Which lines in the listing below contain the word "yellow"? Show each of them in full, treating uppercase and lowercase as different.

· · · · ·

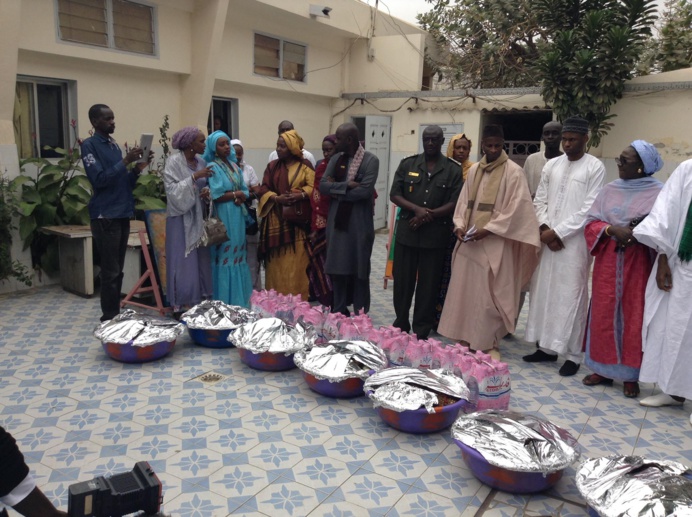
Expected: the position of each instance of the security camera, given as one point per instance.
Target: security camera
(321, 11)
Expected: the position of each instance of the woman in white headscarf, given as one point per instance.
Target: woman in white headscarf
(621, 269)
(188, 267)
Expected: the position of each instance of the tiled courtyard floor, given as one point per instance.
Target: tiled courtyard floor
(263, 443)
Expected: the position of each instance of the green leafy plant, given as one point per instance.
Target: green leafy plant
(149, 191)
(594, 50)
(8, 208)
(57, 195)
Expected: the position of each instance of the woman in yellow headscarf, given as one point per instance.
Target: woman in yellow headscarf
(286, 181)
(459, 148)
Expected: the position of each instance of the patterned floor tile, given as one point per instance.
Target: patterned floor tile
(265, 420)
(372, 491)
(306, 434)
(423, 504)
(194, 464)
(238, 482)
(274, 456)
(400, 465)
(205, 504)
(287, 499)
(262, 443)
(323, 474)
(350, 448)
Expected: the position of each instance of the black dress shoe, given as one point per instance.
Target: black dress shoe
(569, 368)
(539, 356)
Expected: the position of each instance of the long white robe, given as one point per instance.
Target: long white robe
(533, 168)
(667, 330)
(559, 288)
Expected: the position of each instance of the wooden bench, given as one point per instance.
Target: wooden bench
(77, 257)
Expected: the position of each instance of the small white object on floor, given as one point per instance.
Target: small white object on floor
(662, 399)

· · · · ·

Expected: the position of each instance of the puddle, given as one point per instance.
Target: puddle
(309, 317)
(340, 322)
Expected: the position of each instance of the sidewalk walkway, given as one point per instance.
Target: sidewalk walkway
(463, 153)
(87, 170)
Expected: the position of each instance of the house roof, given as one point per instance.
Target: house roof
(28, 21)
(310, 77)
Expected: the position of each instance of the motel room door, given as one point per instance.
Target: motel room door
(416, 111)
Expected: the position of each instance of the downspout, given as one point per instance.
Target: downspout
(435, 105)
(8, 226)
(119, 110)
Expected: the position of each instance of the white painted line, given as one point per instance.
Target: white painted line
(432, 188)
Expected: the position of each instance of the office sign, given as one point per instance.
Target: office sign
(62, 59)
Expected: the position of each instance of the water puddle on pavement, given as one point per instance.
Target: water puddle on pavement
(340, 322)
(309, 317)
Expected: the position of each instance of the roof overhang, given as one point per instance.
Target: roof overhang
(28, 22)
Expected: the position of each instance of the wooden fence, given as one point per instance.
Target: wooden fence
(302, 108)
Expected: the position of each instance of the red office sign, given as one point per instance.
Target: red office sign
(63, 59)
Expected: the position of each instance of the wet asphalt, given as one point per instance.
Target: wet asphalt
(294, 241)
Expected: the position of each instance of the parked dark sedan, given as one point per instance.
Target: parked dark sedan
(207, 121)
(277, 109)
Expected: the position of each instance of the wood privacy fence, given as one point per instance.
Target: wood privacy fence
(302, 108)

· · · · ·

#### [The result]
Expected: the position of each instance of the woman in yellow headscarf, given as one point per instance.
Target: woman in yellow headscarf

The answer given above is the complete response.